A Blog by Jonathan Low

 

May 2, 2018

How Alexa Keeps Beating Siri As Most Useful Virtual Assistant

The difference underscores fundamentally opposing strategic belief systems: Apple's insistence on strict internal 'not-invented-here' control, versus Amazon's openness to partnering with outsiders to achieve results faster. JL 


Christina Bonnington reports in Slate:

While Apple took the early lead, its cautious approach—particularly when it comes to integrating information and functionality from third-party apps—has left it lagging. Amazon has leapt ahead thanks to its broad library of third-party developer skills. Siri’s abilities are limited to apps you downloaded also supported by SiriKit, and you need to specify which app you want to use. Where Siri seems stuck on the phone, Alexa has expanded inside and outside the home thanks to partnerships with third-party devices.

(Records)
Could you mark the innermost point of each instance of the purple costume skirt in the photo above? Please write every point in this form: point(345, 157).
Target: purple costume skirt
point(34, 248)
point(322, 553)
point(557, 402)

• _Given problem 1_:
Answer these questions using the blog post on Alexa and Siri.
(a) Who reports in Slate?
(b) What date does the blog post show?
(c) Which apps does the blog post say Siri's abilities are limited to?
• _Given problem 2_: Name every company, product, and publication mentioned in the blog post on Alexa and Siri.
• _Given problem 3_: Pick up the blog post on Alexa and Siri after its final sentence and continue it.

• _Written reply 1_:
(a) Christina Bonnington
(b) May 2, 2018
(c) Apps you downloaded that are also supported by SiriKit

• _Written reply 2_: Apple, Amazon, Alexa, Siri, SiriKit, Slate

• _Written reply 3_:
Tech companies are investing major resources into developing virtual assistants, making calculated bets that these digital entities will be the future of mobile computing. Apple first made the idea mainstream when it launched Siri with the iPhone 4S in 2011. Google followed swiftly with the launch of its A.I.-fueled Google Now (which has since evolved into Google Assistant) in 2012. Apple had a three-year head start on other major competitors such as Amazon’s Alexa and Microsoft’s Cortana. But while Apple took the early lead in the space, its cautious approach—particularly when it comes to integrating information and functionality from third-party apps—has left it lagging. Of all these digital assistants, Amazon has leapt ahead thanks to its broad library of third-party developer skills, and its latest updates broaden that lead even further—especially compared to Siri.
On its Alexa developer blog this week, Amazon outlined several new capabilities rolling out to Alexa users. Soon, Alexa will be able to remember information you tell her (“Alexa, remember that John’s birthday is May 25”) as well as context awareness in follow-up questions (“Alexa, how is the weather in New York City?” and then “What about this weekend?”). Most importantly, however, is a capability Amazon calls Skills Arbitration. Over the next few weeks, the company is rolling out the ability for Alexa users to automatically find, enable, and launch skills using natural phrases and requests. Alexa will use machine learning to carry out those tasks. The example the company gives is of a person asking Alexa how to remove an oil stain from a shirt. The query has normally been met with a response like, “Sorry, I don’t know that one.” With Skills Arbitration, however, Alexa instead discovered the Tide Stain Remover skill and recited instructions on how to remove the stain.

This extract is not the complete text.